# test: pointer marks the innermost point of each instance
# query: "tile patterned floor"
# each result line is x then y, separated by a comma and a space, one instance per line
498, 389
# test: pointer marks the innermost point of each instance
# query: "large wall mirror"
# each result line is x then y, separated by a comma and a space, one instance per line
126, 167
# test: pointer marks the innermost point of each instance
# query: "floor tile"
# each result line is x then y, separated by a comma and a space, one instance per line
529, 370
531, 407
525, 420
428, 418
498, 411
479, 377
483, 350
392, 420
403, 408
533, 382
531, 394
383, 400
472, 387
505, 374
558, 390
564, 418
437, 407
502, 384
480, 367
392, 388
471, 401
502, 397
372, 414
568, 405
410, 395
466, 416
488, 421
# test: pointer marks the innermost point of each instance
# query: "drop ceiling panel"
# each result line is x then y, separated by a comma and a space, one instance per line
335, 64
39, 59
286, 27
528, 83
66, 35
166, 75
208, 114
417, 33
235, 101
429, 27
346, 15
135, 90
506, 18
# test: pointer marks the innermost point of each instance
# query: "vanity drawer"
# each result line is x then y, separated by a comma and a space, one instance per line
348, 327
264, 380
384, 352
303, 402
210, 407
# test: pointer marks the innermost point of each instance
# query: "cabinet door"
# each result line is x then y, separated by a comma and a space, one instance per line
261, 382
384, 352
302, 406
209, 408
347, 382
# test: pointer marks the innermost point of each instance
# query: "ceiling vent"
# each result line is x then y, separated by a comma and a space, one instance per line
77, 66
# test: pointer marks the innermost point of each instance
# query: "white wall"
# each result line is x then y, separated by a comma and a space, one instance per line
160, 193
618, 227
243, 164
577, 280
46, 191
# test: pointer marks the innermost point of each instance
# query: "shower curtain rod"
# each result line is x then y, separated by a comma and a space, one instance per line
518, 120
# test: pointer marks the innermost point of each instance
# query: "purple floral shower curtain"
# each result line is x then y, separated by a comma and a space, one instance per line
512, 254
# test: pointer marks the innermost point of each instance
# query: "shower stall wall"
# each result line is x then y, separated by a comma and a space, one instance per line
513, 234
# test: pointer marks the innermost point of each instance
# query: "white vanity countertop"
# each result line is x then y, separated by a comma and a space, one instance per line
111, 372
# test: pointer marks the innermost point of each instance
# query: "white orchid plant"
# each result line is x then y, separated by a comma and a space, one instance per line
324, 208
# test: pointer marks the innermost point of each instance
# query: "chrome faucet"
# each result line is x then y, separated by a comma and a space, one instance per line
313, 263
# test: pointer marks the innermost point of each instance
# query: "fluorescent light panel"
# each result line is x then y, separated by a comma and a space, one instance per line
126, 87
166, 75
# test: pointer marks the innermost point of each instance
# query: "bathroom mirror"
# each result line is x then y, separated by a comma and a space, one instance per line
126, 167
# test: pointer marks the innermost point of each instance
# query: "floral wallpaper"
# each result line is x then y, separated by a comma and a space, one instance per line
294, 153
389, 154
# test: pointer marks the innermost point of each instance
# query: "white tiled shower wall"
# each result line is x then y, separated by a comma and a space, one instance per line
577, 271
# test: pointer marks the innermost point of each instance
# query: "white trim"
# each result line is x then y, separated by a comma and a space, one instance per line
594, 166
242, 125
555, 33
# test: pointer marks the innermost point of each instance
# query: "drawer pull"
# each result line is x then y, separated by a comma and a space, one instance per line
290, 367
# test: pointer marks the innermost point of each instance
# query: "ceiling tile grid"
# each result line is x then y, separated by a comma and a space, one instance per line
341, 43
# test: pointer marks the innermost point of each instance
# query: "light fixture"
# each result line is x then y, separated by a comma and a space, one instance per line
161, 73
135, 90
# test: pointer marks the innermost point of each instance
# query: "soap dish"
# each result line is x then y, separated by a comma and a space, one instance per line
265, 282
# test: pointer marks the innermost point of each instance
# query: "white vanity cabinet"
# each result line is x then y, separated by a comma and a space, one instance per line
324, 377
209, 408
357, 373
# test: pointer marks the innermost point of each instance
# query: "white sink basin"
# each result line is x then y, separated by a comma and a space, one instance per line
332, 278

## [PROBLEM DETAILS]
Everything in the material above should be output exactly.

## [WRITTEN RESPONSE]
# test: pointer marks the innermost point of each instance
# query: "tile patterned floor"
# each result line is x then y, separated by a comma and a space, one instance per line
498, 389
# test: pointer marks the innermost point of each instance
# query: "large wall mirror"
# each result line is x then y, separated by a comma and a space, one instance per line
126, 167
# test: pointer marks the innermost point of each instance
# query: "floor tile"
# each result line is x then y, separated by a comma and a space, one instance per line
529, 370
531, 407
525, 420
428, 418
498, 411
479, 377
483, 350
392, 420
403, 408
533, 382
531, 394
383, 400
472, 387
505, 374
558, 390
564, 418
437, 407
502, 384
480, 367
392, 388
471, 401
502, 397
372, 414
568, 405
410, 395
466, 416
488, 421
# test: pointer marks the innermost point of each instance
# query: "drop ceiling panel"
# each result line is x then y, separated by a comma and a space, one instance per line
335, 64
39, 59
286, 27
528, 83
66, 35
166, 75
208, 114
417, 33
235, 101
429, 27
346, 15
135, 90
506, 18
# test: pointer marks the innermost point of each instance
# query: "vanity drawer"
# each result line is x then y, separated by a comma and a space, one instance per line
348, 327
264, 380
384, 352
303, 402
210, 407
# test: pointer marks the innermost point of each instance
# query: "cabinet door"
# each result line is x then y, separated by a comma and a space, one instance per line
261, 382
384, 352
302, 406
209, 408
347, 382
# test: pointer marks the innermost point of each instance
# query: "ceiling vent"
# each result line is x then y, separated by a comma and a space, one instance per line
77, 66
# test: pointer marks the innermost point of each instance
# query: "white wall"
# each result line is x then y, separated by a comma and a space, one instance per line
160, 193
618, 227
243, 164
577, 280
46, 191
# test: pointer marks the innermost point of each instance
# query: "shower curtain rod"
# each result line is x then y, separated by a comma and a space, one instance per line
518, 120
# test: pointer marks the innermost point of each instance
# query: "purple floral shower curtain"
# each result line is x then y, separated by a comma and a space, one instance per line
512, 254
# test: pointer marks the innermost point of each instance
# query: "shower stall wall"
# each result line is x then y, separated by a comma and a space, one instance per line
513, 234
# test: pointer marks the innermost point of each instance
# query: "white vanity countertop"
# each result line is x then y, separated by a comma and a space, one instance per line
111, 372
# test: pointer marks the innermost point of each instance
# query: "white orchid plant"
# each result line is x then y, separated by a comma and a space, one instance per line
324, 208
# test: pointer marks the innermost point of each instance
# query: "chrome faucet"
# each result line is x then y, separated by a comma and a space, one instance per line
313, 263
# test: pointer marks the innermost point of each instance
# query: "fluorescent light panel"
# each result line is x then y, separated by a comma and a space, one instance per line
126, 87
166, 75
# test: pointer marks the innermost point of each instance
# query: "bathroom mirror"
# each result line is x then y, separated by a comma and a space, one instance per line
126, 167
# test: pointer marks the innermost point of each instance
# query: "floral wallpaper"
# each result line is x then y, separated by a comma and a space, one instance per line
294, 153
389, 154
# test: pointer marks the innermost point of each instance
# query: "white tiled shower wall"
# each result line is x then y, separated by a comma and a space, one instance per line
577, 271
# test: pointer marks the innermost point of each instance
# query: "white trim"
# each result line is x then y, separated by a comma and a space, one instance per line
594, 166
242, 125
555, 33
# test: pointer marks the innermost point of each instance
# query: "drawer pull"
# each result line is x then y, separated by a comma and a space, one instance per line
290, 367
# test: pointer marks the innermost point of each instance
# query: "ceiling tile grid"
# each result line is x then y, separated by a comma and a space, one instance per line
341, 43
# test: pointer marks the innermost point of each instance
# query: "light fixture"
# each result line is x then y, separated by a comma and a space, one instance per line
161, 73
135, 90
# test: pointer marks the innermost point of each instance
# query: "soap dish"
# each result line is x then y, separated by a comma and a space, one instance per line
265, 282
# test: pointer marks the innermost point of each instance
# query: "white vanity cabinet"
# each result line is x then y, separated by a comma and a space, one instance per line
324, 377
209, 408
357, 373
# test: pointer marks the innermost point of each instance
# query: "white sink basin"
# each result line is x then y, separated by a comma and a space, one instance per line
332, 278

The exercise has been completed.